*Work required*: Lay out the records below as a two-column CSV with the header "query_text" and "marked_points", one row per record. Put each record's text and its answer in one quoted field apiece, with line breaks turned into spaces.

*Provided information*:
-=-=-=-=-

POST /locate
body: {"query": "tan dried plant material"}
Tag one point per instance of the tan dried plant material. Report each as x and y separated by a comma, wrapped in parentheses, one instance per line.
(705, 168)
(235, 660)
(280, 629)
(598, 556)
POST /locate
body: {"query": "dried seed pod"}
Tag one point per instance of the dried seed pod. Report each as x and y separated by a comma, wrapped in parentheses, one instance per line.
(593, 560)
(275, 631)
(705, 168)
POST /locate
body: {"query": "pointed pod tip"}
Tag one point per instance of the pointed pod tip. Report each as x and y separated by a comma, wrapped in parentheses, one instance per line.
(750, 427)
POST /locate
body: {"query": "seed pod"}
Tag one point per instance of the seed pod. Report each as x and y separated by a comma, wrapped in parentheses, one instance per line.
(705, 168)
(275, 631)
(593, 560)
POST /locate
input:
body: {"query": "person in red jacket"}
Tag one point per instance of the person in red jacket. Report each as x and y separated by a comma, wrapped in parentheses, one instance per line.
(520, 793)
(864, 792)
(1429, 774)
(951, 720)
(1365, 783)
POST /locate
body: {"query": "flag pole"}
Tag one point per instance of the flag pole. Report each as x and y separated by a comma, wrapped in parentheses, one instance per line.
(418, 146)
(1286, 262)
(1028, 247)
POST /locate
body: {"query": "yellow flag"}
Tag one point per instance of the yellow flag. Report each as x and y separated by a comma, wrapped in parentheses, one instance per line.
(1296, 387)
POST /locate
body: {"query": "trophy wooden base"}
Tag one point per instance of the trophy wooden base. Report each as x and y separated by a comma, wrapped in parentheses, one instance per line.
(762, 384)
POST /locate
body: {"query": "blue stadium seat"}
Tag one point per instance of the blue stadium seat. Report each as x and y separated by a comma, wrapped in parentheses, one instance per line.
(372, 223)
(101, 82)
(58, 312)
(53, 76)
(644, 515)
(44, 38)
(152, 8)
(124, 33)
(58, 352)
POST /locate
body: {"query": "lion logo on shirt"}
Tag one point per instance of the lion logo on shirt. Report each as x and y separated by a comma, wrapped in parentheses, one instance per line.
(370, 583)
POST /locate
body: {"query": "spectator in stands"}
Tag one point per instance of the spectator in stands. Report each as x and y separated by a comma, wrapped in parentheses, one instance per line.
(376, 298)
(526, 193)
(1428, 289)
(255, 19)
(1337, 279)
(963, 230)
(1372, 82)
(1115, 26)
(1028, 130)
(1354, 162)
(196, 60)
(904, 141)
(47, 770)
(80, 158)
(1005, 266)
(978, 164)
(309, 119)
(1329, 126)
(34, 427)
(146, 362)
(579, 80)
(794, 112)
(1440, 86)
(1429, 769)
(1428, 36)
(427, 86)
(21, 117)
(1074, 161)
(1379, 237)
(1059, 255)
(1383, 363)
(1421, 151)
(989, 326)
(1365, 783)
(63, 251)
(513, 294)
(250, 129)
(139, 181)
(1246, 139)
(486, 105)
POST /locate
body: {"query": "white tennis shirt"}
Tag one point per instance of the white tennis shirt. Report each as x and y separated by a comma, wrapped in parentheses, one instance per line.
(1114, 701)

-=-=-=-=-

*Exercise result*:
query_text,marked_points
"POST /locate body: {""query"": ""tan dried plant material""} Tag one point per instance of the tan dried plant material. Report each as x and y separated by a comma, wrapped in parentheses, one instance per line.","(705, 168) (235, 660) (280, 629) (598, 556)"
"POST /locate body: {""query"": ""dried seed pod""} Tag one point per instance of the dried seed pod. Report each as x and y separated by a comma, wrapped in parentheses, one instance per line.","(593, 560) (275, 631) (705, 168)"
"POST /locate body: {""query"": ""pointed pod tip""} Tag one point per instance of the pointed pod tip. Report each as x and y separated by a comma, wrapped in parentheses, one instance per line.","(750, 427)"
"POST /locate body: {""query"": ""seed pod""} Tag one point per instance of the seed pod. Report each as x and y separated by a comma, wrapped in parentheses, one instance per line.","(705, 168) (275, 631) (593, 560)"
"POST /locate input: body: {""query"": ""person in red jacket""} Tag one point per instance of the person in red jacket. Report each as x and y separated by a comma, wrapped in parentheses, one instance per line.","(520, 793) (864, 792) (1429, 774) (951, 720) (1365, 783)"
"POST /locate body: {""query"": ""flag pole""} Tag one point per instance of the flag pole. Report each as x and y separated by a comma, wrapped in parentheses, one instance per line.","(418, 146) (1286, 262) (1028, 247)"
"POST /locate body: {""query"": ""yellow flag""} Tag one point per instance of the yellow flag. Report each as x and y separated by a comma, wrapped in parentheses, one instance per line.","(1296, 387)"
"POST /locate body: {""query"": ""trophy wooden base""} Tag one point per instance of the trophy wooden base. Report each as x and y separated by a comma, wrapped in parentheses, one instance per line.","(762, 384)"
"POST /locate body: {""query"": ""blue stadium seat""} Tag one point per instance of the blue stadium seat. Report each as x and y separated by a comma, wrapped in parentheses, one instance per line.","(372, 223) (101, 82) (58, 312) (53, 76) (644, 515) (44, 38) (152, 8) (124, 33) (58, 352)"
"POST /locate body: {""query"": ""lion logo on shirt""} Tag one point per instance of the lion logo on shirt. Report each as x and y separated by a comma, wrapped in parentheses, one instance per line.","(370, 583)"
"POST /locate body: {""query"": ""spectator in stands""} Tag one point per instance of the spectator in stands. Report each as x and y separated by a comma, wrapped in parentheses, one instance per line.","(376, 298) (526, 193) (1428, 289) (255, 19) (1337, 279) (963, 230) (1372, 82) (1115, 26) (1028, 130) (1354, 162) (196, 60) (904, 141) (47, 770) (80, 158) (1005, 266) (978, 164) (309, 119) (1329, 126) (34, 427) (146, 362) (579, 80) (794, 112) (1440, 86) (1429, 769) (1428, 36) (427, 86) (21, 117) (1074, 161) (1379, 237) (1059, 255) (1383, 363) (1421, 151) (989, 326) (1365, 783) (63, 251) (513, 294) (250, 129) (139, 181) (1246, 139) (486, 105)"
"POST /locate body: {""query"": ""white tennis shirt""} Tag one point per instance of the white tennis shirt. Report each as x and y separated by a comma, wrapped in parentheses, one instance per line.","(1114, 701)"